Статья.
-------------------------

Проблема репараций после Тегерана

   После Тегерана заглавной проблемой коалиционного будущего становится выплата репараций. Еще в сентябре 1941 г. в беседе с Авереллом Гарриманом и лордом Бивербруком Сталин прямо поставил вопрос: «Как заставить немцев заплатить за ущерб?» К 1945 г. потери Советского Союза стали громадными. Было убито более 20 млн. жителей страны. Разрушены почти пять миллионов домов. Разоренными стояли 1710 городов, 70 тысяч деревень. Двадцать пять миллионов бездомных; 65 тысяч километров железнодорожных путей уничтожены, как и 16 тысяч локомотивов, 428 000 вагонов. Уничтожены 20 из 23 млн. свиней. Советский народ голодал и мерз, а для процветающих Соединенных Штатов репарации из Германии не были искомой проблемой.
   Изучая документы того периода, отчетливо видишь, насколько различным было отношение к репарациям союзников по антигитлеровской коалиции. Для Москвы репарации были не только центральным вопросом, но и величайшим показателем возможности сотрудничества в будущем. Складывается даже впечатление, что советская сторона не понимала безразличия к репарациям западных союзников. Впрочем, советская сторона не понимала и природы отношения Соединенных Штатов к Восточной Европе. А американцы не понимали степени кровной заинтересованности СССР в репарациях из Германии. Правильным было бы сказать, что репарации были «лакмусовой бумагой» отношения союзников к СССР, а поведение в Восточной Европе было своего рода показателем общего курса России в послевоенный период.

-------------------------

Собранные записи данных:
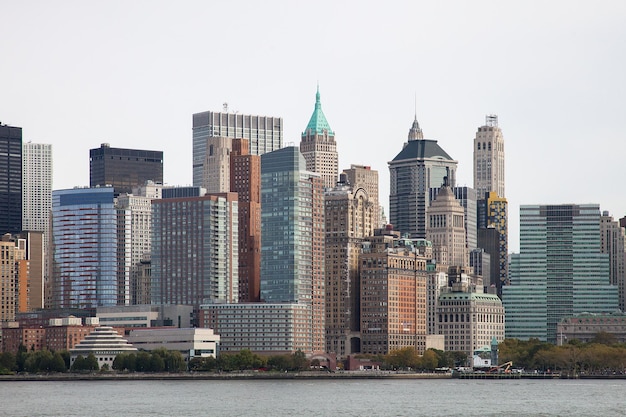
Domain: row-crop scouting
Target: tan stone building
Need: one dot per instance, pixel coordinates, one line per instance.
(318, 146)
(467, 317)
(393, 276)
(350, 215)
(446, 228)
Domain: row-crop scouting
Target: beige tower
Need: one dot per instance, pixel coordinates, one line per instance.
(318, 146)
(489, 158)
(349, 214)
(361, 176)
(446, 228)
(216, 169)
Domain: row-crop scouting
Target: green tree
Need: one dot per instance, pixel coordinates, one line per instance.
(429, 360)
(157, 364)
(8, 363)
(91, 363)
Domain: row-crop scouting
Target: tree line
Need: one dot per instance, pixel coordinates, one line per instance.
(601, 355)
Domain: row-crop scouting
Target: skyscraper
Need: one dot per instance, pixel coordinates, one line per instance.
(245, 180)
(194, 250)
(493, 236)
(393, 294)
(560, 270)
(10, 179)
(350, 217)
(446, 229)
(37, 186)
(84, 248)
(292, 257)
(264, 133)
(318, 146)
(135, 233)
(489, 158)
(124, 169)
(362, 176)
(612, 243)
(421, 165)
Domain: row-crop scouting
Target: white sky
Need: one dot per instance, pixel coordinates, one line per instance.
(131, 73)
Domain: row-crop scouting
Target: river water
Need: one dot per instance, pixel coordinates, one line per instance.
(279, 398)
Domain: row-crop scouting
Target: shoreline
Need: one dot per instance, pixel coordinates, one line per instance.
(209, 376)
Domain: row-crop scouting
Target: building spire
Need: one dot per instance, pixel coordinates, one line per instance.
(415, 133)
(318, 123)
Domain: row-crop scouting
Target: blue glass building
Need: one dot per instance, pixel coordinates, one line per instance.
(560, 270)
(84, 248)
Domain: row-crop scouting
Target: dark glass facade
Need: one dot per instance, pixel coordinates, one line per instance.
(10, 179)
(124, 168)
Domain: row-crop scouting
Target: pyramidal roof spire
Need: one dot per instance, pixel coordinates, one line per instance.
(415, 133)
(318, 123)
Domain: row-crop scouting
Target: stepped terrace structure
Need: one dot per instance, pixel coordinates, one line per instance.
(105, 344)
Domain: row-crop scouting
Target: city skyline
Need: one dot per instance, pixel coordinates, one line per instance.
(554, 82)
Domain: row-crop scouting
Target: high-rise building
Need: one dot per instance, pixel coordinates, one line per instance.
(13, 276)
(265, 134)
(393, 294)
(560, 270)
(124, 169)
(493, 236)
(84, 248)
(350, 217)
(466, 196)
(318, 146)
(216, 167)
(421, 165)
(245, 180)
(362, 176)
(467, 317)
(37, 186)
(135, 237)
(489, 158)
(10, 179)
(446, 228)
(194, 250)
(292, 241)
(612, 243)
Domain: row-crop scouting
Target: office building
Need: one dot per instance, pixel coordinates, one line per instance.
(466, 196)
(318, 146)
(194, 250)
(446, 228)
(135, 239)
(84, 248)
(10, 179)
(560, 270)
(265, 134)
(37, 186)
(13, 276)
(489, 158)
(292, 241)
(493, 236)
(350, 217)
(612, 243)
(124, 169)
(422, 164)
(393, 293)
(363, 176)
(468, 318)
(245, 180)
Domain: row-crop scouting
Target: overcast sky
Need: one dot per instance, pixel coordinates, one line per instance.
(131, 73)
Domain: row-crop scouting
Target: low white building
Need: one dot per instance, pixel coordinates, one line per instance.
(105, 343)
(191, 342)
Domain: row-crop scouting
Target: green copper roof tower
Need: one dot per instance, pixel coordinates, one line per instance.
(318, 146)
(318, 122)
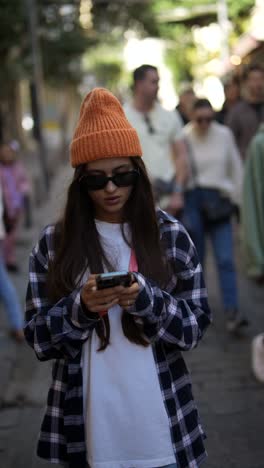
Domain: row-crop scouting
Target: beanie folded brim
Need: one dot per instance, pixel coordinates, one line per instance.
(123, 142)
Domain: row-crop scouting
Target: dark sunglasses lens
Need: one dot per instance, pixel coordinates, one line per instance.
(204, 119)
(94, 182)
(124, 179)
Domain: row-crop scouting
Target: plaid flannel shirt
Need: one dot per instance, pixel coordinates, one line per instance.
(174, 320)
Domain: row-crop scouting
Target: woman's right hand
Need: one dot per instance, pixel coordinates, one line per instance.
(99, 300)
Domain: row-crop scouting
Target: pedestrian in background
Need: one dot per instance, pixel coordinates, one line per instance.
(232, 97)
(164, 154)
(185, 106)
(215, 184)
(245, 117)
(117, 350)
(8, 293)
(15, 186)
(252, 208)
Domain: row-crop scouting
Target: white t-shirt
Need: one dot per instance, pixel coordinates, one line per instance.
(217, 160)
(126, 421)
(156, 146)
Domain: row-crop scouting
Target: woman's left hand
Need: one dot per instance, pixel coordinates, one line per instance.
(129, 295)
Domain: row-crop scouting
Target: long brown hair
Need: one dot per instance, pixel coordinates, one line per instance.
(77, 246)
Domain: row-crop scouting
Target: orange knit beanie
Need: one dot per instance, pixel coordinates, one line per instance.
(103, 130)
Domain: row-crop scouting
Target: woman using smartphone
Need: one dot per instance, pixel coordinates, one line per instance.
(121, 394)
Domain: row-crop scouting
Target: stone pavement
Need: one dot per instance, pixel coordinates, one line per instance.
(230, 401)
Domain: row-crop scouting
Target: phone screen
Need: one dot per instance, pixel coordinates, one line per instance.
(116, 278)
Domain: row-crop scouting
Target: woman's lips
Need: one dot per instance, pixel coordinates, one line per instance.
(112, 200)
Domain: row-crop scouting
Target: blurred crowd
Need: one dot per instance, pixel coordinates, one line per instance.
(15, 189)
(207, 169)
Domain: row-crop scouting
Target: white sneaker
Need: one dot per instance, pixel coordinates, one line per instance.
(257, 357)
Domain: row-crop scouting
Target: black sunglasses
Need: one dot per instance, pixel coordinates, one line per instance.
(98, 182)
(204, 119)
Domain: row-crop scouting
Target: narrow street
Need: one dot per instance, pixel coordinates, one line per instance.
(230, 400)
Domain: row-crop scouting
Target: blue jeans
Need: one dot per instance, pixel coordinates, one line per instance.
(222, 241)
(8, 296)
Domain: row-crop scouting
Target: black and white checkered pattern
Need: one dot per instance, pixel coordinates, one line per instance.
(174, 320)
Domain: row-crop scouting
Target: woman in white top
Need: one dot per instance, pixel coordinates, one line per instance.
(213, 190)
(8, 293)
(121, 394)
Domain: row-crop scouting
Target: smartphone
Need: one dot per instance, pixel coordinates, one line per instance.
(117, 278)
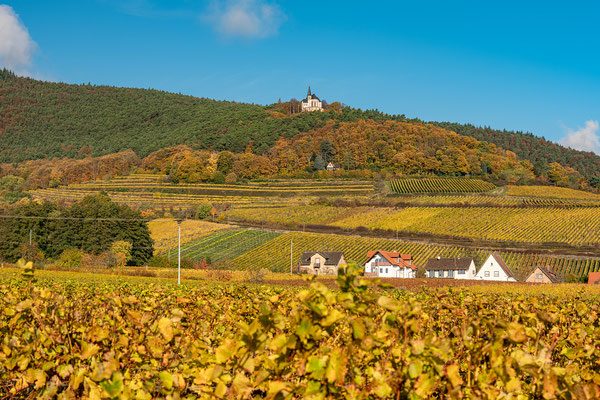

-------------------------

Задание. Кого называет по имени статья о репарациях? Перечислите всех. Строки никак не связаны со статьей о репарациях.

Ответ. Аверелл Гарриман, лорд Бивербрук, Сталин.